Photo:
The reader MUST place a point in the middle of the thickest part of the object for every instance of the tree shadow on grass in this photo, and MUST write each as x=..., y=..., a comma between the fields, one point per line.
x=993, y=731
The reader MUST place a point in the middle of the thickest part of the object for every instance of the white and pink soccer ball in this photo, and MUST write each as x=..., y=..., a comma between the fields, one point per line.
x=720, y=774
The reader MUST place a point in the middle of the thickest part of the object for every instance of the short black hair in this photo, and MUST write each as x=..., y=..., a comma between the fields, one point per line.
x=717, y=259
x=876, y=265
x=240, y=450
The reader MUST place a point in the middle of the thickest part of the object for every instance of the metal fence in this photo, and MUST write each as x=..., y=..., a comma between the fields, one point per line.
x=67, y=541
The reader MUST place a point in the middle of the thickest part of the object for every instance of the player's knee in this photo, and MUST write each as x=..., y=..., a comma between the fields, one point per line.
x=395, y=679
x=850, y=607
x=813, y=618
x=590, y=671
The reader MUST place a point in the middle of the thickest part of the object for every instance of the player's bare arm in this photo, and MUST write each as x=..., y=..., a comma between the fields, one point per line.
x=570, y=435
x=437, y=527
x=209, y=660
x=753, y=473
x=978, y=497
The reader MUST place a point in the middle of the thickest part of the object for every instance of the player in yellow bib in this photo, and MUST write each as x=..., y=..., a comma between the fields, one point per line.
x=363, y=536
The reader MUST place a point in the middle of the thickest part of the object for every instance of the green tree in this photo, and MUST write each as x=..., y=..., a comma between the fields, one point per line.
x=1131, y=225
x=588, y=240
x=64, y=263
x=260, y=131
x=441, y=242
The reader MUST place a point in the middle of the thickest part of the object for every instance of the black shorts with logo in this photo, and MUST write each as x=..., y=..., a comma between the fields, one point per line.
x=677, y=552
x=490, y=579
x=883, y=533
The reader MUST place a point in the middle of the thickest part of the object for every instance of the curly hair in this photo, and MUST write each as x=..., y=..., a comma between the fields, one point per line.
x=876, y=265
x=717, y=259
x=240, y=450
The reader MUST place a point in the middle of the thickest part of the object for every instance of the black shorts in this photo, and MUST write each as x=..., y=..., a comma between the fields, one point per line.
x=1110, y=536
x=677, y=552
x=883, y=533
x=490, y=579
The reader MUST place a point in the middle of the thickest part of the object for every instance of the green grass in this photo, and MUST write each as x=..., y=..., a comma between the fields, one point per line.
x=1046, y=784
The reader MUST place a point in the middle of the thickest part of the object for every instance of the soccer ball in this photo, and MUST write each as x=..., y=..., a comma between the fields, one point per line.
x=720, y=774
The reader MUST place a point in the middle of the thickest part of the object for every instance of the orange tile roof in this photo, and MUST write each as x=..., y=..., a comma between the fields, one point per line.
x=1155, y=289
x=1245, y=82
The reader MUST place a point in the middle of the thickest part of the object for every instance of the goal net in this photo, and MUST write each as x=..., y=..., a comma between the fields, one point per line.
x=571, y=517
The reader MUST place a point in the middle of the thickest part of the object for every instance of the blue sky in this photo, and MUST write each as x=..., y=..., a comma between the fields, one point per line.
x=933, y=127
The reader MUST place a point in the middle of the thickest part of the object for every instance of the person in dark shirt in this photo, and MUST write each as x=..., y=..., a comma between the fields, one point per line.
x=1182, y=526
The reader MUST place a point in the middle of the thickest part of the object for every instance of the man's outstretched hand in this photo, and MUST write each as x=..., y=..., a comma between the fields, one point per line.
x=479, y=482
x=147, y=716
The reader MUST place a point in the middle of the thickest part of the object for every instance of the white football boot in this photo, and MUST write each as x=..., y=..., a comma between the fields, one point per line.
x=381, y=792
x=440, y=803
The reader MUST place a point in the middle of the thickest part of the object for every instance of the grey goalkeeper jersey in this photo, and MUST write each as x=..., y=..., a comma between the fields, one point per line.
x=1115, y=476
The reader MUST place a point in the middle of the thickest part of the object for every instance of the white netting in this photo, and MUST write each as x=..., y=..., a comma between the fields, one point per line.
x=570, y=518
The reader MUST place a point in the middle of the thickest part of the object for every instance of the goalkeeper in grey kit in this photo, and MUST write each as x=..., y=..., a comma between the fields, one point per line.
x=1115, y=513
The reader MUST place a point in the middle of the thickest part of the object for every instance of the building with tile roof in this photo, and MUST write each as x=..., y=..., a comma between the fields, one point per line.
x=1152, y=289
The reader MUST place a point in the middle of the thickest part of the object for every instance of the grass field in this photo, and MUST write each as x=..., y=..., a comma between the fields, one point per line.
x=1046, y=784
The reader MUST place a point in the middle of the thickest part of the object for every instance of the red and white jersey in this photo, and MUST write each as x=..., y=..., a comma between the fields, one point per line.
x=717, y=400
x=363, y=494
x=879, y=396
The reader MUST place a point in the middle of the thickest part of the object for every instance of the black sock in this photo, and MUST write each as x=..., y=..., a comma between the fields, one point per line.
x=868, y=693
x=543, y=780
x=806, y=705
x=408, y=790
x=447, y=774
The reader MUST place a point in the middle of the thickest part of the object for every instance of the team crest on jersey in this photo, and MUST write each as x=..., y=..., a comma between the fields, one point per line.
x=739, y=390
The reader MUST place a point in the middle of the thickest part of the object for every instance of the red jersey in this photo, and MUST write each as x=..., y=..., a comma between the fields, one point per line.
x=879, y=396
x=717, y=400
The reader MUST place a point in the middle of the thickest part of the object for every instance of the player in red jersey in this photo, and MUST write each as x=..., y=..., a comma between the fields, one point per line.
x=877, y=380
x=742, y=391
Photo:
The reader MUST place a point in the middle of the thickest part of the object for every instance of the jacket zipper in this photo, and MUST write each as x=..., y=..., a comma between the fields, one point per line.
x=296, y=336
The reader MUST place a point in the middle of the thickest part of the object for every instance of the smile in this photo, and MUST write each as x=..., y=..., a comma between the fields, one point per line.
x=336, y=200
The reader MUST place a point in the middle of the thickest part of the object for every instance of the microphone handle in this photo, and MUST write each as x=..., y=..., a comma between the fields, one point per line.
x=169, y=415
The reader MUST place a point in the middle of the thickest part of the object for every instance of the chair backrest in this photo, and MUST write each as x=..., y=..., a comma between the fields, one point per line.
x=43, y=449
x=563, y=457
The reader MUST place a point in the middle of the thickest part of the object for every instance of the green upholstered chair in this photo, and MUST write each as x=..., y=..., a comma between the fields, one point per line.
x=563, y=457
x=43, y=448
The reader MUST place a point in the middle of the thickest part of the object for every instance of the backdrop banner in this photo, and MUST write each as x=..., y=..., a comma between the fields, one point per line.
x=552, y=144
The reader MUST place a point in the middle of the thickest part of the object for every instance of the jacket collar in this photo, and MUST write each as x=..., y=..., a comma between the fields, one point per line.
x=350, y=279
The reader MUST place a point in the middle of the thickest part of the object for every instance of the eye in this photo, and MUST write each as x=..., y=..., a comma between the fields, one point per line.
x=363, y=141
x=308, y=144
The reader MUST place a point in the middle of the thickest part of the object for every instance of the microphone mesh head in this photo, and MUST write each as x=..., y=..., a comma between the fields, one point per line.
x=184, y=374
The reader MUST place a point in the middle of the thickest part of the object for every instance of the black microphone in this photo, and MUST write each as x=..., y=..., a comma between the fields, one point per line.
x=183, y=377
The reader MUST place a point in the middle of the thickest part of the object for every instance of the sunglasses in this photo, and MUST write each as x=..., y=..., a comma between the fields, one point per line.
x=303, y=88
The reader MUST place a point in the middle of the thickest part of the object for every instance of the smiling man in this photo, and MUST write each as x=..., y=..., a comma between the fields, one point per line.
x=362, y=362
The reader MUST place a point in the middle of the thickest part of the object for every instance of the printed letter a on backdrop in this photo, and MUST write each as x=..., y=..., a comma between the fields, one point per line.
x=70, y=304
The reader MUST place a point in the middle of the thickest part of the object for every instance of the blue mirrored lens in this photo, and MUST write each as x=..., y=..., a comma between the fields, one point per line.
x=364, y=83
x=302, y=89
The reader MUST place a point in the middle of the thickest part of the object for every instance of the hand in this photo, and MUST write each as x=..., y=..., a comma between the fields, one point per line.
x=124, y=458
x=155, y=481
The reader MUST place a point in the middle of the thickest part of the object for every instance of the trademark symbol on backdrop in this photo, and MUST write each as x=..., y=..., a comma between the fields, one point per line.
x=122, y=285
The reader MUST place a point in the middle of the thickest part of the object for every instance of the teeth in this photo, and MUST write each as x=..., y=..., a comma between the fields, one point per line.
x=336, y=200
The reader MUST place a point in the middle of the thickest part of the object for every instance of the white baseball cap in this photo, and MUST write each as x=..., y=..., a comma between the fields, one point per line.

Problem details: Set down the items verbatim, beginning at the line that contains "of the building" and stopping after the line that contains "x=1152, y=289".

Response to this exercise:
The reader MUST place a point in the middle of the thickest part of the object for every instance of the building with tile roof in this photo, and MUST write each as x=..., y=..., a comma between the fields, one point per line.
x=1152, y=289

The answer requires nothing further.